--- 任务说明 ---
返回潮霉素一文中从“潮霉素B是一种氨基糖苷类抗生”起到“试验中的应用效果进行了研究。”止的那一段，一字不改地照抄。

--- 给定文本 ---
######

潮霉素B是一种氨基糖苷类抗生素,可破坏细胞中核糖体的功能。水稻中潮霉素通过单键细胞叶绿体和线粒体中的核糖体与延长因子EF-2的结合位点,从而抑制肽链的延长,破坏细胞功能,使敏感组织褐化死亡而呈现毒性症状。潮霉素磷酸转移酶基因(hpt)导入水稻后,使细胞具有了潮霉素磷酸转移酶(HPT)活性,从而可忍耐较高浓度的潮霉素毒性,因此,在水稻转基因育种中,hpt基因已成为最有效的选择基因之一。先期通过农杆菌介导法转育的Bt克螟稻都携带潮霉素抗性基因Hyg,在商业化生产竞争中处于不利地位。在尝试通过诱变或遗传学手段将Hyg基因与Bt基因分离的研究中,对群体中潮霉素敏感植株的快速、有效的筛选方法至关重要。有关潮霉素的处理效果除对浸种催芽[1]或离体叶片[2]有简短报道外,也曾有用潮霉素处理水稻活体的幼苗的报道[3]。在实际应用中,我们发现水稻幼苗鉴别虽然有效,但仍存在较多干扰因素,特别是在应用于诱变群体中低频率的突变株筛选时,幼苗期的观察效果不够直观。本研究中我们探索了水稻潮霉素敏感型在穗期的鉴定方法,并对其在大群体筛选试验中的应用效果进行了研究。

######

--- 所示记录 ---
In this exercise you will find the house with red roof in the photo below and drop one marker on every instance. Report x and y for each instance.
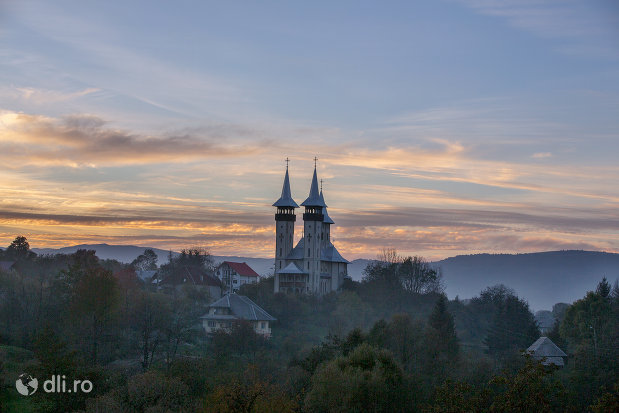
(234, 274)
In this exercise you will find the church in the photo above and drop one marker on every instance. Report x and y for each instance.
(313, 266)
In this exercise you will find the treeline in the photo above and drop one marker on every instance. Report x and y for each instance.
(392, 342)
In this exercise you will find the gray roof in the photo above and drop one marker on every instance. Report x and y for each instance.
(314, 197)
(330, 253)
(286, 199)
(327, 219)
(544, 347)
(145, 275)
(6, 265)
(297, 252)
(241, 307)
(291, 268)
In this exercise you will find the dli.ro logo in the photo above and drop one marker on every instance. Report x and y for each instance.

######

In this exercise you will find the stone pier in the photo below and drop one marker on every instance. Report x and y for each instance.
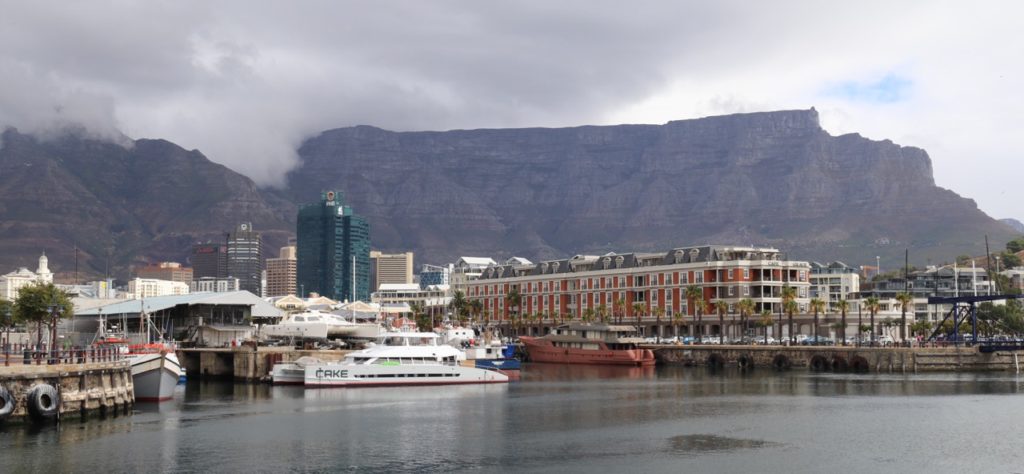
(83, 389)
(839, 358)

######

--- 输出结果 ---
潮霉素B是一种氨基糖苷类抗生素,可破坏细胞中核糖体的功能。水稻中潮霉素通过单键细胞叶绿体和线粒体中的核糖体与延长因子EF-2的结合位点,从而抑制肽链的延长,破坏细胞功能,使敏感组织褐化死亡而呈现毒性症状。潮霉素磷酸转移酶基因(hpt)导入水稻后,使细胞具有了潮霉素磷酸转移酶(HPT)活性,从而可忍耐较高浓度的潮霉素毒性,因此,在水稻转基因育种中,hpt基因已成为最有效的选择基因之一。先期通过农杆菌介导法转育的Bt克螟稻都携带潮霉素抗性基因Hyg,在商业化生产竞争中处于不利地位。在尝试通过诱变或遗传学手段将Hyg基因与Bt基因分离的研究中,对群体中潮霉素敏感植株的快速、有效的筛选方法至关重要。有关潮霉素的处理效果除对浸种催芽[1]或离体叶片[2]有简短报道外,也曾有用潮霉素处理水稻活体的幼苗的报道[3]。在实际应用中,我们发现水稻幼苗鉴别虽然有效,但仍存在较多干扰因素,特别是在应用于诱变群体中低频率的突变株筛选时,幼苗期的观察效果不够直观。本研究中我们探索了水稻潮霉素敏感型在穗期的鉴定方法,并对其在大群体筛选试验中的应用效果进行了研究。